··· DATA TO EXAMINE ···

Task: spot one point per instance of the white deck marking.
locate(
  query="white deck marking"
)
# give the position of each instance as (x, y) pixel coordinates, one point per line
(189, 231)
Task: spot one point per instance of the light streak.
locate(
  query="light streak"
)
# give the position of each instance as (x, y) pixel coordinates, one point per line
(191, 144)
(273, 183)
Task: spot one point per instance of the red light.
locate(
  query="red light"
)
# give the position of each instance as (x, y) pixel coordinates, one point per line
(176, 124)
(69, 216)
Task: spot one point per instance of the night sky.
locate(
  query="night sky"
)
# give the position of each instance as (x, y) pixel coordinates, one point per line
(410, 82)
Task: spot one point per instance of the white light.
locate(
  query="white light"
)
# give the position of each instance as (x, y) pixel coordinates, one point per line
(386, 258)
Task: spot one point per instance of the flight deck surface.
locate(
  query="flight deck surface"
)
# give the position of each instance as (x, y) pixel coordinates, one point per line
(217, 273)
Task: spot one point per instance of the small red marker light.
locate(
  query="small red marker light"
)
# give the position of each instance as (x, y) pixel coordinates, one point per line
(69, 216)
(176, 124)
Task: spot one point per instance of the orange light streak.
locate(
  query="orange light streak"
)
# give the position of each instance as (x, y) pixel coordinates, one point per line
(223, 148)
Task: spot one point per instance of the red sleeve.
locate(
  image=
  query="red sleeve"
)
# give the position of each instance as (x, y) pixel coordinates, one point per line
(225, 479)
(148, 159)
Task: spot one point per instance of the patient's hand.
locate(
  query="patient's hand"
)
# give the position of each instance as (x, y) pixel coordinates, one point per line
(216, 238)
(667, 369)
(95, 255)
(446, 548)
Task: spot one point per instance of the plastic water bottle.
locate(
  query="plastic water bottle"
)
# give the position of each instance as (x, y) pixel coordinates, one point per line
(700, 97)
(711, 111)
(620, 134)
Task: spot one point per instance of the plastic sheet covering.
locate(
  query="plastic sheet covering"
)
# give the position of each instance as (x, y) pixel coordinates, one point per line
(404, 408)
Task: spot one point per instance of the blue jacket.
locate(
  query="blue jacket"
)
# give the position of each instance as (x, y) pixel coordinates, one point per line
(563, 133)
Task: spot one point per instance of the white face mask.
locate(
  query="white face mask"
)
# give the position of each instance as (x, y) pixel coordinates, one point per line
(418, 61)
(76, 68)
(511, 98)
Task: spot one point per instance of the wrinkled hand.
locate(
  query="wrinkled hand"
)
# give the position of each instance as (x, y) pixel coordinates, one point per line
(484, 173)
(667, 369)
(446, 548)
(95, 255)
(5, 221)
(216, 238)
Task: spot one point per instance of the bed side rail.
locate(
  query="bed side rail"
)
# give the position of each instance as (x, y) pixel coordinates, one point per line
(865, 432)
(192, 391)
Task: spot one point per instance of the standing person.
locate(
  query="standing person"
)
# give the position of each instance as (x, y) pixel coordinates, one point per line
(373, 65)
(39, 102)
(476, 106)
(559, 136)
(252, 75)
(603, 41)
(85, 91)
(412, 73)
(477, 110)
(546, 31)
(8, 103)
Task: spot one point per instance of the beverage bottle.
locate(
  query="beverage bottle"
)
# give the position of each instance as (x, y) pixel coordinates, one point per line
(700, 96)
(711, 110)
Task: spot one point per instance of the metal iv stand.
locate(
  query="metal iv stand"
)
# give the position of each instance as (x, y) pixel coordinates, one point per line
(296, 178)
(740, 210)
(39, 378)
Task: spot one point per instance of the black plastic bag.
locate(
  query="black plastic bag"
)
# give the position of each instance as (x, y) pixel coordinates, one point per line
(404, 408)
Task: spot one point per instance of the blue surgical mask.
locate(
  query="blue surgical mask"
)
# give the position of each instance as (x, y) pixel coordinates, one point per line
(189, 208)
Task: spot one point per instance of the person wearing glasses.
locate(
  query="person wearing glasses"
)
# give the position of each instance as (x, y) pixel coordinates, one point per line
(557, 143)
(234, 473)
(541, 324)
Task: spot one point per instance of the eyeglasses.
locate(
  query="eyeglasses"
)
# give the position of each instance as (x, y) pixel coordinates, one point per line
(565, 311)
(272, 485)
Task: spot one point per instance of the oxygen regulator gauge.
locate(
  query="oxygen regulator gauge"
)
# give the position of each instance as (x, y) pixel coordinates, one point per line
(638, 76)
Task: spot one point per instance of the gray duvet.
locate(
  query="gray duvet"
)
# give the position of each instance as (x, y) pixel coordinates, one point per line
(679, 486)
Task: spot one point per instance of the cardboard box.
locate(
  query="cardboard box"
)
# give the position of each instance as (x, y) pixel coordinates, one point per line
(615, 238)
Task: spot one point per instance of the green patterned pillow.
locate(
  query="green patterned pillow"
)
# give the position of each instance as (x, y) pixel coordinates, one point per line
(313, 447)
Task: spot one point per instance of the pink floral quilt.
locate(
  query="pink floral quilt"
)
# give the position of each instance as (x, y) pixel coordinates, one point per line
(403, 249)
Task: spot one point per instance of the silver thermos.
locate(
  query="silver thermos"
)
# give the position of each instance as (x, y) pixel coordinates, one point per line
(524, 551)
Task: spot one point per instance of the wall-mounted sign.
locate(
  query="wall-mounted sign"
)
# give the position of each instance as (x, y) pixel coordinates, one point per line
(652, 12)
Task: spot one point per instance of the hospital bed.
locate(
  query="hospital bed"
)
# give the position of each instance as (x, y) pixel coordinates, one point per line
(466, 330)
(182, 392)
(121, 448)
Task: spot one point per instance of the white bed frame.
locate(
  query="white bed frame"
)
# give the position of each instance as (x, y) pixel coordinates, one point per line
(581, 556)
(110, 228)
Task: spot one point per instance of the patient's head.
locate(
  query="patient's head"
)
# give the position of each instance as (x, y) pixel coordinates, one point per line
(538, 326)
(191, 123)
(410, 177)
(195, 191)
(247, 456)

···

WHAT TO PRODUCE -
Pick every line of the data that includes the string "gauge".

EXERCISE SOLUTION -
Task: spot one point per instance of the oxygen regulator gauge.
  query="oxygen regulator gauge"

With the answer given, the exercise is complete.